Your task — Transcribe, word for word, everything from the line containing "mark: the black wide-brim hat" down to the last line of the entries.

Location identification items:
--- START ---

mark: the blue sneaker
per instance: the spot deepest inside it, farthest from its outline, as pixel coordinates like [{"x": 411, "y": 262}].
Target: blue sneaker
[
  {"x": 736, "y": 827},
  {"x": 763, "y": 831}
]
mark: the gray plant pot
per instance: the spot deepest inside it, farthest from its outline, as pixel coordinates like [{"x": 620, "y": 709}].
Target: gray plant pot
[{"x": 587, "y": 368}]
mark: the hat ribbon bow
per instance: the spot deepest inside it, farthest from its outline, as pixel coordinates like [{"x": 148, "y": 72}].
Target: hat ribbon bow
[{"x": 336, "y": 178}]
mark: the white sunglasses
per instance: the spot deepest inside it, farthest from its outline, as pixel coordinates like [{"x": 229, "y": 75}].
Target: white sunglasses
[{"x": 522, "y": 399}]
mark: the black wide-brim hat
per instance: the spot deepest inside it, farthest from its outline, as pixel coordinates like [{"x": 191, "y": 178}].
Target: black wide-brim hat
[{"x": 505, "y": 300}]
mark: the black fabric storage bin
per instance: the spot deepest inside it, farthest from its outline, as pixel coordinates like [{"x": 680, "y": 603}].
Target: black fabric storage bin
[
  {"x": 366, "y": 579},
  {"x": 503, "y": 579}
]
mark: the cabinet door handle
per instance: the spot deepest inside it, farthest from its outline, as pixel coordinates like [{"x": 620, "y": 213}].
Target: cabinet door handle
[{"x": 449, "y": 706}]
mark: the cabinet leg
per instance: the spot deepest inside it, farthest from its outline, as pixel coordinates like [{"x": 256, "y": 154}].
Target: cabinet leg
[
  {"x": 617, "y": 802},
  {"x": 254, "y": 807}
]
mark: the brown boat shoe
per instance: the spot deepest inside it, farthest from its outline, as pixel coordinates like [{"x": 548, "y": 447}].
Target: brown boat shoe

--- END ---

Solution to this problem —
mark: the black wide-brim hat
per instance: the spot deepest inside it, farthest from its outline, as pixel coordinates like [{"x": 191, "y": 178}].
Target: black wide-brim hat
[{"x": 505, "y": 300}]
mark: the black fabric storage bin
per instance: the spot deepest inside it, farthest from its outline, as pixel coordinates like [{"x": 680, "y": 603}].
Target: black fabric storage bin
[
  {"x": 366, "y": 579},
  {"x": 503, "y": 579}
]
mark: the cabinet door handle
per instance: the spot deepest inside it, farthest from its outline, as pixel coordinates like [{"x": 620, "y": 213}].
Target: cabinet door handle
[{"x": 449, "y": 706}]
mark: the cabinet leg
per instance: the spot deepest inside it, farthest from its outline, as pixel coordinates like [{"x": 256, "y": 154}].
Target: cabinet leg
[
  {"x": 617, "y": 802},
  {"x": 254, "y": 807}
]
mark: the brown boat shoe
per instance: the spot deepest inside it, farthest from its outline, as pixel coordinates like [{"x": 548, "y": 447}].
Target: brown boat shoe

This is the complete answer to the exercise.